Series: Proverbs II
October 15, 2017 | Randy Smith
Wholehearted TrustProverbs 3:5-6
Sunday, October 15, 2017
Pastor Randy Smith
Verses 5 and 6 of Proverbs 3 are two of the most well-known and deeply loved verses in the Scriptures. Possibly some of you have written them in the flyleaf of your Bible or have them displayed on a wall in your house. Most of you have memorized these verses. But why do they really grip our hearts so much? Because, as one author rightly said, "In plain and simple language the sage lays his finger on what is of the essence of religious faith: trusting God" (Aitken, Proverbs, p. 37).
Each day our lives enter the unknown. Many of the events are shrouded in darkness and uncertainty. Moreover, important decisions need to be made. Trials occur that defy explanation. Burdens are heaped upon our backs. Events transpire that can affect our future. People, finances and health rarely go in a way we had expected or desired. As Jesus said, each day has enough troubles of its own, but what about the issues from yesterday and the anxieties of tomorrow? Life can be overwhelming and we too often experience worry, stress, fear and hopelessness.

☆ ☆ ☆ ☆ ☆

*Written problem 1*
Return the passage of the sermon that opens with the words containing "Each day our" and closes with "fear and hopelessness.".
The sermon and the entries come from separate, unrelated sources.

☆ ☆ ☆ ☆ ☆

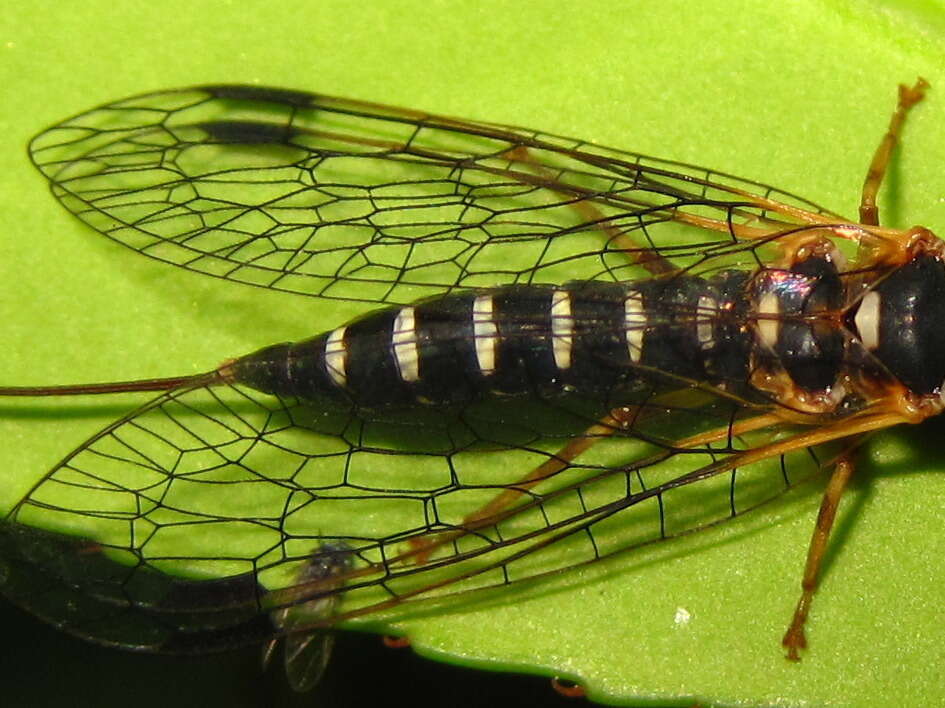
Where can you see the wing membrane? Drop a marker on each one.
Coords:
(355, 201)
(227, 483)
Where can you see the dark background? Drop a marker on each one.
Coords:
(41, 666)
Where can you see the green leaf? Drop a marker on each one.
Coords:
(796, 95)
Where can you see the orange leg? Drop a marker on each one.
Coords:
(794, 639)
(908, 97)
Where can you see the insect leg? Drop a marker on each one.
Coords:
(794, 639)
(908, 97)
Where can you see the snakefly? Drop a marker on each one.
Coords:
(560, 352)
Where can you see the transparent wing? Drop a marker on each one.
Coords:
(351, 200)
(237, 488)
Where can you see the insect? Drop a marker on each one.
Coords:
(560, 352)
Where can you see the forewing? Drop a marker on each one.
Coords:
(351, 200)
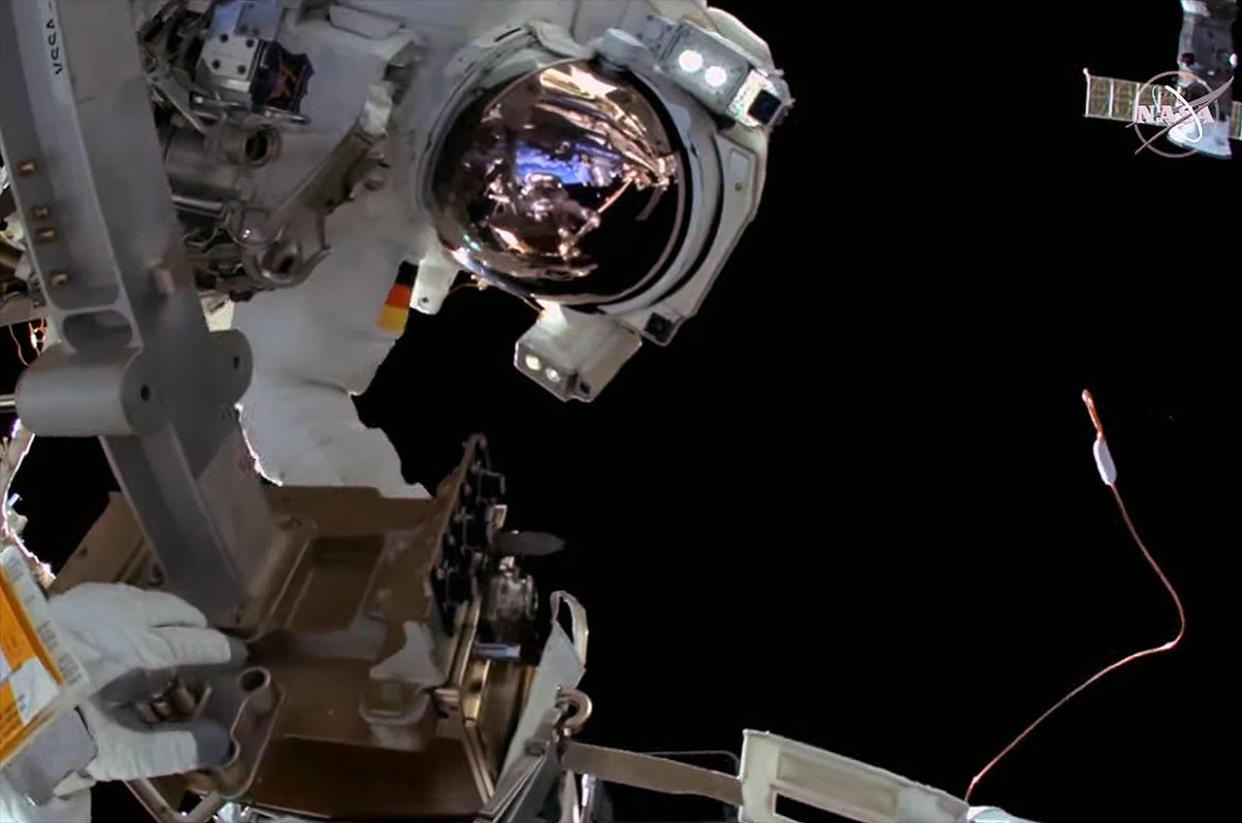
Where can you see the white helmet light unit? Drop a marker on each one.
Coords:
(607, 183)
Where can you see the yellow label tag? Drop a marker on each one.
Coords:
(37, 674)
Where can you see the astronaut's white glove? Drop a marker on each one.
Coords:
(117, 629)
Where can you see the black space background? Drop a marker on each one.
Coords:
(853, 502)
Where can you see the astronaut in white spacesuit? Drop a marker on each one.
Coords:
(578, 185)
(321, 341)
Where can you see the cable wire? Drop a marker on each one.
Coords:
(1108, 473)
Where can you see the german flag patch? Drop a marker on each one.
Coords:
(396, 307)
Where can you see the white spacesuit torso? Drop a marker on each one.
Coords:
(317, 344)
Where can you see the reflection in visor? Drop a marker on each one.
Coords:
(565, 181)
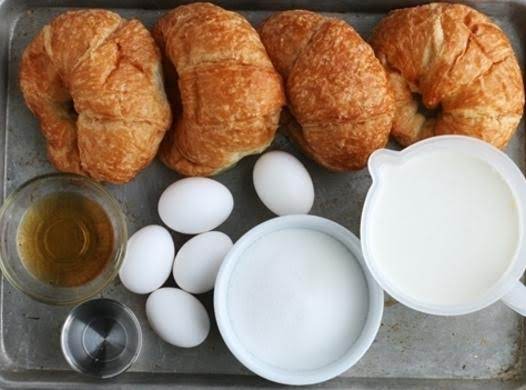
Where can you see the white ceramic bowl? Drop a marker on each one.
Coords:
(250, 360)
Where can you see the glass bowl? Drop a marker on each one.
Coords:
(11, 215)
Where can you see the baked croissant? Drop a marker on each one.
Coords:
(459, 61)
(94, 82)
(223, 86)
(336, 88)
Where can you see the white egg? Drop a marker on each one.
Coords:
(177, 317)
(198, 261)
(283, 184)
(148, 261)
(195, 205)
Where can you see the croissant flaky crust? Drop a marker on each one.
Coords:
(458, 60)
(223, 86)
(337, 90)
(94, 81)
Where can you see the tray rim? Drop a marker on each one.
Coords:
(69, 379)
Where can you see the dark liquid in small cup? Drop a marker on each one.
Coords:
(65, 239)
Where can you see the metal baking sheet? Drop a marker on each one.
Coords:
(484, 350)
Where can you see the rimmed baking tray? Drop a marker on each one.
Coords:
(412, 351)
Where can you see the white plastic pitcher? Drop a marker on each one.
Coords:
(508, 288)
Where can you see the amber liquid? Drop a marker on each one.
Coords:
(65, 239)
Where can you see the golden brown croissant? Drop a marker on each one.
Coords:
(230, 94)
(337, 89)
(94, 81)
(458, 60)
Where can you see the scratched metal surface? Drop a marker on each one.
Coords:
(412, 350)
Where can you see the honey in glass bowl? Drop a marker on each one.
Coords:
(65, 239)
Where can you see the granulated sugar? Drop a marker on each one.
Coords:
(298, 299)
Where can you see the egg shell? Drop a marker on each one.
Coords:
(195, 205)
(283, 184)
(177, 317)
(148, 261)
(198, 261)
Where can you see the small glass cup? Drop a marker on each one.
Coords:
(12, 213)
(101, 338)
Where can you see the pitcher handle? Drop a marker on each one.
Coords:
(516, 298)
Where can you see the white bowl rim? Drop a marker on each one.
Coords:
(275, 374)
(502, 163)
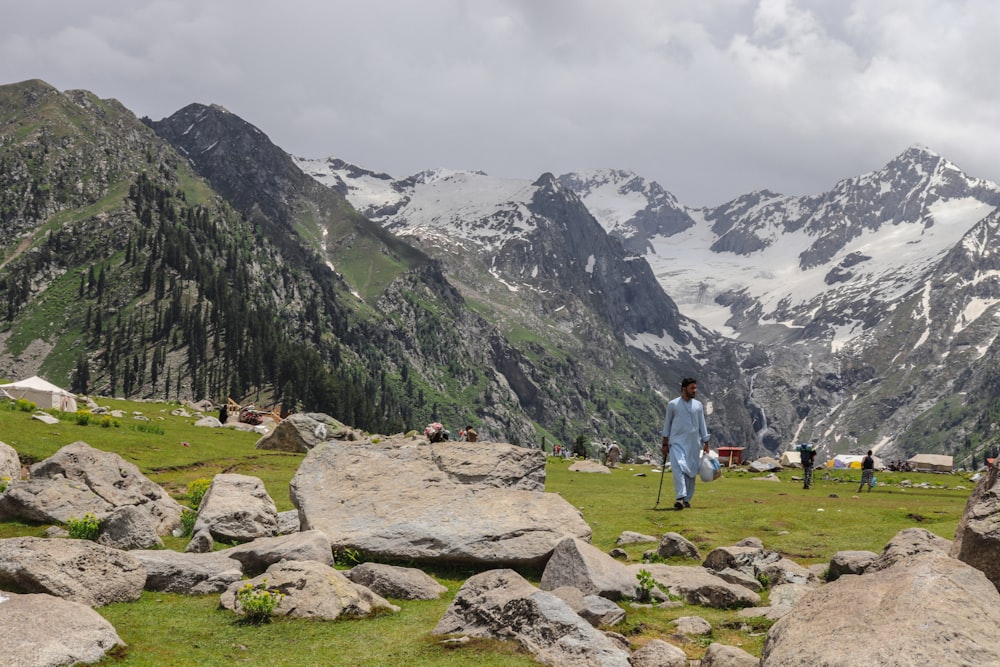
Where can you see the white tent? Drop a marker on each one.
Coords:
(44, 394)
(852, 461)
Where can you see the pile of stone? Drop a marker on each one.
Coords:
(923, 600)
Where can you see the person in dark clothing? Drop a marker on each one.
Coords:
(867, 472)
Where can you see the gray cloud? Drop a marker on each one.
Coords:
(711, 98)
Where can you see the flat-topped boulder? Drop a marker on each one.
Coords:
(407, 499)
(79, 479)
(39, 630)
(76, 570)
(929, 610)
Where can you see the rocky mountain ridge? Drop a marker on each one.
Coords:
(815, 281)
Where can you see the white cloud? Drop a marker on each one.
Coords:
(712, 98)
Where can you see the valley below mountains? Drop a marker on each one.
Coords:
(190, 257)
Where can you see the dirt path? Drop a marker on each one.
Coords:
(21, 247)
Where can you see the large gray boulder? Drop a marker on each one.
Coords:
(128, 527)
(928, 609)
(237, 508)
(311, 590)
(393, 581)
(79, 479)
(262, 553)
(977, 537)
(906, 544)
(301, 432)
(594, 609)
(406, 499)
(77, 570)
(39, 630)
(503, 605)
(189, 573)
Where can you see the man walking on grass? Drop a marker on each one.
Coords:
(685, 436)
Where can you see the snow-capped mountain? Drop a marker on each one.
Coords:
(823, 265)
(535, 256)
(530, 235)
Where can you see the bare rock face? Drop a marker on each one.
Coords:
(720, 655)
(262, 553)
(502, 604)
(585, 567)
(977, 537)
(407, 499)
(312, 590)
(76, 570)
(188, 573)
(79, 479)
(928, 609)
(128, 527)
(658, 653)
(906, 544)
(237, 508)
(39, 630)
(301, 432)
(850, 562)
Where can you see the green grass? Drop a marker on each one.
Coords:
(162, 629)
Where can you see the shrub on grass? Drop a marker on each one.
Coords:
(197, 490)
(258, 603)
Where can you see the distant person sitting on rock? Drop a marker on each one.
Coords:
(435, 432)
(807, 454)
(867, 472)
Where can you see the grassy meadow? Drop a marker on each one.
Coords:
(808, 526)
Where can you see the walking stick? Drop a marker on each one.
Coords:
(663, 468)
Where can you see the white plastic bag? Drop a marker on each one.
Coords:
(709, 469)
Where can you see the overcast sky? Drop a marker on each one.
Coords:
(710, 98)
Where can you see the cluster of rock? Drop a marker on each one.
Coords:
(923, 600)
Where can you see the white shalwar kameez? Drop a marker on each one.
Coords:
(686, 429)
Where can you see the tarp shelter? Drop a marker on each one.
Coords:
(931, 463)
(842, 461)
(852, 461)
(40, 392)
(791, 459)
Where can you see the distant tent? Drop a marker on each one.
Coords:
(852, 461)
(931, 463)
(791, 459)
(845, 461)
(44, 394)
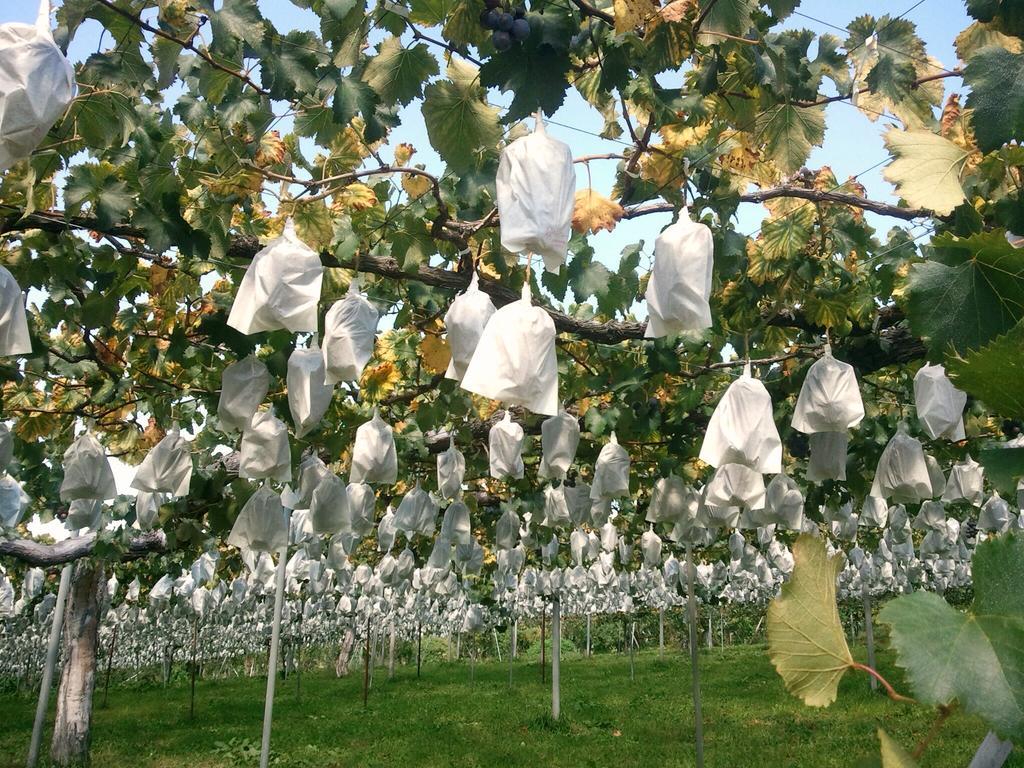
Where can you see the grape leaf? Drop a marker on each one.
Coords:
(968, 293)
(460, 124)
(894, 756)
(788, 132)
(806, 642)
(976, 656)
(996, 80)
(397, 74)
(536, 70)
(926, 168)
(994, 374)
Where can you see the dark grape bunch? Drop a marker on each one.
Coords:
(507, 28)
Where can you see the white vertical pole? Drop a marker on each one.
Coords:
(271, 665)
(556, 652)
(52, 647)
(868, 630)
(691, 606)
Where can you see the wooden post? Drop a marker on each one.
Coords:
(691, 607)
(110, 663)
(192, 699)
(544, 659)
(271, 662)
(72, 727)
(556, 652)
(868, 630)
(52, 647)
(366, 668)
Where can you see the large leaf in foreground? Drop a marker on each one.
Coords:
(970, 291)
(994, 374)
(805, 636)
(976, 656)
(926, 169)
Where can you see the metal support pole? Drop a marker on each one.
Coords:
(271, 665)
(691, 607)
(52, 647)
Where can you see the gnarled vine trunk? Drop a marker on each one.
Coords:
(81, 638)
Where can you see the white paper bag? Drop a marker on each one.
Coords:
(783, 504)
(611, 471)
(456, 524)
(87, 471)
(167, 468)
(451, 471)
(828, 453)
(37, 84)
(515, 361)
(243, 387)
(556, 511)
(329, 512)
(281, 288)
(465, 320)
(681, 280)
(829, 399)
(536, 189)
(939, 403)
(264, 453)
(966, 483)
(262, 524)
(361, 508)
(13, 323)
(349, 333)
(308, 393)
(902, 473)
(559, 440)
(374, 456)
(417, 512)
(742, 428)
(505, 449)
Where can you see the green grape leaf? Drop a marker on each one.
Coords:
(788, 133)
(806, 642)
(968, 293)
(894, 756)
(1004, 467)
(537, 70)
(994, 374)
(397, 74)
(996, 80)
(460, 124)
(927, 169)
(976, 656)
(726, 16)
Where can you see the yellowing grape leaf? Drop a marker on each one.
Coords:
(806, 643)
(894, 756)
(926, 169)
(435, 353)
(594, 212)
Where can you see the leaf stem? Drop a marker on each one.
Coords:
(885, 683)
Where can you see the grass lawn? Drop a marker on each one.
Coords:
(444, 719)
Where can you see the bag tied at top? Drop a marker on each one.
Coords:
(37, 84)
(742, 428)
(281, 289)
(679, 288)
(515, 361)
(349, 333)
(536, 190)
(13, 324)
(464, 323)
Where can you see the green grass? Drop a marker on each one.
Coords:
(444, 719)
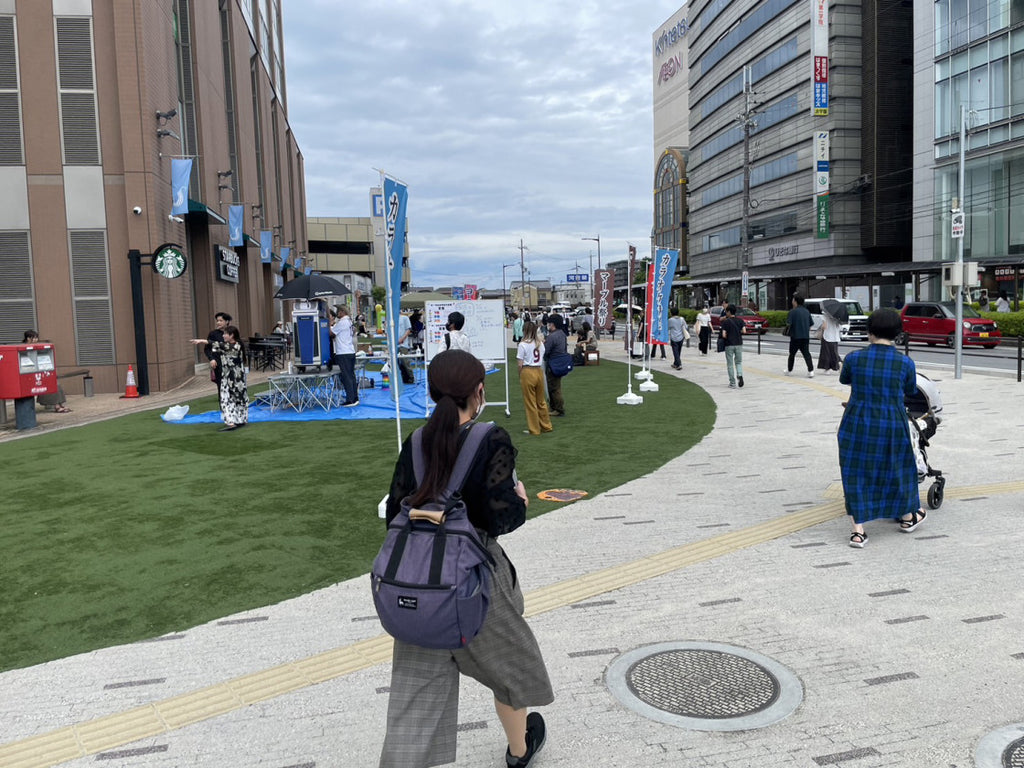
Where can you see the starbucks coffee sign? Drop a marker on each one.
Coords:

☆ ☆ ☆ ☆ ☆

*Written problem 2*
Rewrite the part of the entries that opens with the line containing "Where can you see the bag" and closes at the end of the entries, substituting "Place a pin" for "Drop a marker" and changing nothing else. Leave the pictures out.

*Worked solution 1*
Each day our lives enter the unknown. Many of the events are shrouded in darkness and uncertainty. Moreover, important decisions need to be made. Trials occur that defy explanation. Burdens are heaped upon our backs. Events transpire that can affect our future. People, finances and health rarely go in a way we had expected or desired. As Jesus said, each day has enough troubles of its own, but what about the issues from yesterday and the anxieties of tomorrow? Life can be overwhelming and we too often experience worry, stress, fear and hopelessness.

*Worked solution 2*
Where can you see the bag tied at top? Place a pin on each one.
Coords:
(37, 84)
(742, 428)
(281, 289)
(679, 288)
(515, 361)
(349, 333)
(536, 190)
(13, 324)
(464, 323)
Where can you see the green grass? Place a pin on each one.
Coords:
(444, 719)
Where can you see the starbucks coffee sign? Place a pin on each one.
Coords:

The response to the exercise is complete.